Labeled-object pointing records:
──────────
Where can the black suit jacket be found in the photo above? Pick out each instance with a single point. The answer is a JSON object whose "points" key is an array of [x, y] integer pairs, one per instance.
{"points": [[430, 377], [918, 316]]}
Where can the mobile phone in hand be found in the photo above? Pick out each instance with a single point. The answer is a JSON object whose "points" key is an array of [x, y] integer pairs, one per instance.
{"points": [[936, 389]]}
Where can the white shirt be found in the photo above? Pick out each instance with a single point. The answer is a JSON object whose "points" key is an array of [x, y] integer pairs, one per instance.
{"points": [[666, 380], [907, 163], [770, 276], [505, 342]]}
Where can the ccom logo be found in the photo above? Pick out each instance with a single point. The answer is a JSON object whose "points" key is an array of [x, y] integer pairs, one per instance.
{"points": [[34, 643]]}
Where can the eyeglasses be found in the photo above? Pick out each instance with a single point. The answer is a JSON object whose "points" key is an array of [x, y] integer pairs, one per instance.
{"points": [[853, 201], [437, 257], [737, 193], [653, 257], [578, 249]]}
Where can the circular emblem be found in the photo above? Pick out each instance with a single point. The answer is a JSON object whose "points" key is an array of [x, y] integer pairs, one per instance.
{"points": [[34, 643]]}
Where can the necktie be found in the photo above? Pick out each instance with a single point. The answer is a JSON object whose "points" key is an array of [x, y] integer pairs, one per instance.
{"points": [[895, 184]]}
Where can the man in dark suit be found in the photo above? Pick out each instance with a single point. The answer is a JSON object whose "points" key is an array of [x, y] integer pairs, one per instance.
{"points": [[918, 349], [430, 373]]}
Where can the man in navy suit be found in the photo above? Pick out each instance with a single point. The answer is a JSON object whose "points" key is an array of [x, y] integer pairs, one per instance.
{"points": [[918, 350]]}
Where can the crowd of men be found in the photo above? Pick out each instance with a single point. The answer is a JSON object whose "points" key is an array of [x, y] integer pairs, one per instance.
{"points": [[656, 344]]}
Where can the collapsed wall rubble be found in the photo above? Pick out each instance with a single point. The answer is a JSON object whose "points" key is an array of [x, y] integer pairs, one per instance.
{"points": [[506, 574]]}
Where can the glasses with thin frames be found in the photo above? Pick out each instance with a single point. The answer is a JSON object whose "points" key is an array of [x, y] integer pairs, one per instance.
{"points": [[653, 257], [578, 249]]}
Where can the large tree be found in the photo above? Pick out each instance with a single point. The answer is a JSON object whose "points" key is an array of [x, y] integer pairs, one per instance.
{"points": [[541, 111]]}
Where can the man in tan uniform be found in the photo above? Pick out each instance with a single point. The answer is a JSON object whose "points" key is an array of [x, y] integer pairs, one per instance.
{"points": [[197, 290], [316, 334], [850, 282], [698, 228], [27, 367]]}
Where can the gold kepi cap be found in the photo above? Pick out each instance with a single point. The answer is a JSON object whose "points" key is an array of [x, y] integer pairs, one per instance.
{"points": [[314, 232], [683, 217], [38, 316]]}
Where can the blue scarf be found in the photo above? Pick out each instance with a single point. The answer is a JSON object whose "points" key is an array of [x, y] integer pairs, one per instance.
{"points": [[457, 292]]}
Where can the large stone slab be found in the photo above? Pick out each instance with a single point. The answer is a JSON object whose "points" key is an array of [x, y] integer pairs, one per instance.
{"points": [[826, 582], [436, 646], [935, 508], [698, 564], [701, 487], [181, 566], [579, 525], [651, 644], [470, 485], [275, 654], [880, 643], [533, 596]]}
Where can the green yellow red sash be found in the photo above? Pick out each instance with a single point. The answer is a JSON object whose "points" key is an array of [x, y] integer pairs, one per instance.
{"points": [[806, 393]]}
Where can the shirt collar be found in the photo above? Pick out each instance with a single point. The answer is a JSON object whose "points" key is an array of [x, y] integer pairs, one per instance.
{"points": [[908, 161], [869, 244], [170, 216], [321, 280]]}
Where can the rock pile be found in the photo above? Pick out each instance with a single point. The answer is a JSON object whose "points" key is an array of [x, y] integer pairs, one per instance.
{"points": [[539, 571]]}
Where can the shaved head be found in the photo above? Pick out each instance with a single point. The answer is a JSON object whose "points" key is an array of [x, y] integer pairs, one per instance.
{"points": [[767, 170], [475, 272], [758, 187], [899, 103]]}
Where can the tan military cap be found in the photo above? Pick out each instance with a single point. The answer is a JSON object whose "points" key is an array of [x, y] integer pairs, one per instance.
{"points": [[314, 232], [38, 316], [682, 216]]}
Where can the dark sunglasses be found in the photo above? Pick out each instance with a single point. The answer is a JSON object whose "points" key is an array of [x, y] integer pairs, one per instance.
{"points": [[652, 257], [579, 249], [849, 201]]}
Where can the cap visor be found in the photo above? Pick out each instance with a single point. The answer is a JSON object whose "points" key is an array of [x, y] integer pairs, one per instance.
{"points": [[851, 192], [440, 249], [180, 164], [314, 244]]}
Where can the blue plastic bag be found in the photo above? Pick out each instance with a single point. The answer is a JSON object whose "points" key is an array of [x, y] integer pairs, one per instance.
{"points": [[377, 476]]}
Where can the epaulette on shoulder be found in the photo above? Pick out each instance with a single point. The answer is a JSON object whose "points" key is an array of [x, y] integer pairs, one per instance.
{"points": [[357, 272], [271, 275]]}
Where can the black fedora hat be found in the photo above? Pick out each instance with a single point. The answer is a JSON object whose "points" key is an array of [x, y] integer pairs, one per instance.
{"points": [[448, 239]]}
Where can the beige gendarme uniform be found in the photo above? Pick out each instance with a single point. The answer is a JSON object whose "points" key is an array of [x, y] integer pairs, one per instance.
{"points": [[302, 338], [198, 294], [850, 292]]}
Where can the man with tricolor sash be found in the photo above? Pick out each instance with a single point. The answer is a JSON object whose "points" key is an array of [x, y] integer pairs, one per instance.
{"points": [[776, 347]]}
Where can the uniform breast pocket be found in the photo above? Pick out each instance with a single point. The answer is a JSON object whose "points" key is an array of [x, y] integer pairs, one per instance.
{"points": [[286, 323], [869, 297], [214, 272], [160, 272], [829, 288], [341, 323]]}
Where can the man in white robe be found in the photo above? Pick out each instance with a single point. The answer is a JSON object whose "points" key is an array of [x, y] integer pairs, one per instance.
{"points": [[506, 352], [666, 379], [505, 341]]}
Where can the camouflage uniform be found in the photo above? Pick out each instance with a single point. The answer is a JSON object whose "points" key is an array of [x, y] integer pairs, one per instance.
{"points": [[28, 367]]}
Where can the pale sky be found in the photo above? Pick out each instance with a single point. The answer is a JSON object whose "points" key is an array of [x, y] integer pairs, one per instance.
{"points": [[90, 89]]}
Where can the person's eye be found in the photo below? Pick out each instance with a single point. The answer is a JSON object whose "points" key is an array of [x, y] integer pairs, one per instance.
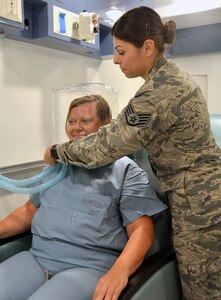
{"points": [[86, 121], [71, 122]]}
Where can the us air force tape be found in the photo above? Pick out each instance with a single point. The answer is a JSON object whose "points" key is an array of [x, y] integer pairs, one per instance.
{"points": [[134, 119]]}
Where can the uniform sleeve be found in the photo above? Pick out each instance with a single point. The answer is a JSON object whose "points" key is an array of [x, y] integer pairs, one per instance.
{"points": [[138, 197]]}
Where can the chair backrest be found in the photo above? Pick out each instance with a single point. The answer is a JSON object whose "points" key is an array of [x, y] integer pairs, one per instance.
{"points": [[162, 222]]}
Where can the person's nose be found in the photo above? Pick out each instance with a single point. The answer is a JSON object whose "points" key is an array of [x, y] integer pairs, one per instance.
{"points": [[78, 127], [116, 59]]}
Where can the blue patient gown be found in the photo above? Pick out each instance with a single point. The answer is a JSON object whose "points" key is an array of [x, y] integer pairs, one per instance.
{"points": [[79, 230]]}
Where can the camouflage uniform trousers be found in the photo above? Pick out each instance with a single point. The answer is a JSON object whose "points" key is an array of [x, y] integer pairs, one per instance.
{"points": [[196, 219]]}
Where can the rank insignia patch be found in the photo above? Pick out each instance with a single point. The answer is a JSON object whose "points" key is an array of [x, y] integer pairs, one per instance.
{"points": [[134, 119]]}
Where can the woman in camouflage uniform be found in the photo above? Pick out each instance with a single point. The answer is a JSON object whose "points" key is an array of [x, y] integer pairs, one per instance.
{"points": [[167, 117]]}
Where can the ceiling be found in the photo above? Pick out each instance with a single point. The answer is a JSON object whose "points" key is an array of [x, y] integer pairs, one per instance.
{"points": [[185, 14]]}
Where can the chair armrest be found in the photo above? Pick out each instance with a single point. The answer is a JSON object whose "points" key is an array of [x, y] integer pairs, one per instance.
{"points": [[147, 270], [11, 246]]}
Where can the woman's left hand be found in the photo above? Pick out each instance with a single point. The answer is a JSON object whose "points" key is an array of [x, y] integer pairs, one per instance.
{"points": [[47, 157], [110, 285]]}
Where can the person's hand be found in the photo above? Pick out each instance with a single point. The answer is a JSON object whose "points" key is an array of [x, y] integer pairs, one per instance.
{"points": [[47, 157], [110, 286]]}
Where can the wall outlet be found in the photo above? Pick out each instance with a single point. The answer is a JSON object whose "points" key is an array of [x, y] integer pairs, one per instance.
{"points": [[11, 10]]}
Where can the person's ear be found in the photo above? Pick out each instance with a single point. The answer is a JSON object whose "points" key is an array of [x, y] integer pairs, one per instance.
{"points": [[149, 47]]}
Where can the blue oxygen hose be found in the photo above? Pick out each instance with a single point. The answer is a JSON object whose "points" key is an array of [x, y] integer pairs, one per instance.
{"points": [[15, 185]]}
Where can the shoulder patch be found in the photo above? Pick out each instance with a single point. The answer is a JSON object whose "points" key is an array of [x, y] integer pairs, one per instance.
{"points": [[134, 119]]}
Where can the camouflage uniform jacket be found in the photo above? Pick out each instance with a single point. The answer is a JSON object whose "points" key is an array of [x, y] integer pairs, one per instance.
{"points": [[167, 116]]}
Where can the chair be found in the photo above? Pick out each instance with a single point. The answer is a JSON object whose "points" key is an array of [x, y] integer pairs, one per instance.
{"points": [[157, 278]]}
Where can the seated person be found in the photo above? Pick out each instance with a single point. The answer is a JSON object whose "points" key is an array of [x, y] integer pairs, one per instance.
{"points": [[90, 232]]}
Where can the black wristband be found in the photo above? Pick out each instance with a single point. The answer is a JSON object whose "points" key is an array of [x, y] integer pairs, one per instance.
{"points": [[54, 153]]}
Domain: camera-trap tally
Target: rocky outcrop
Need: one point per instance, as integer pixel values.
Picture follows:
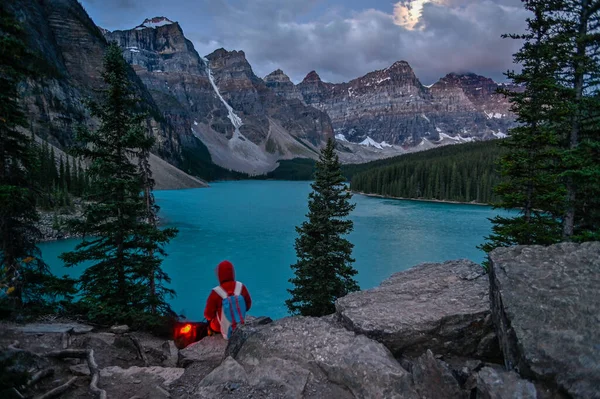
──────────
Instructions for the task: Please count how many lines of the records above contain the word "white", treating case as significant. Give only the number.

The reply: 2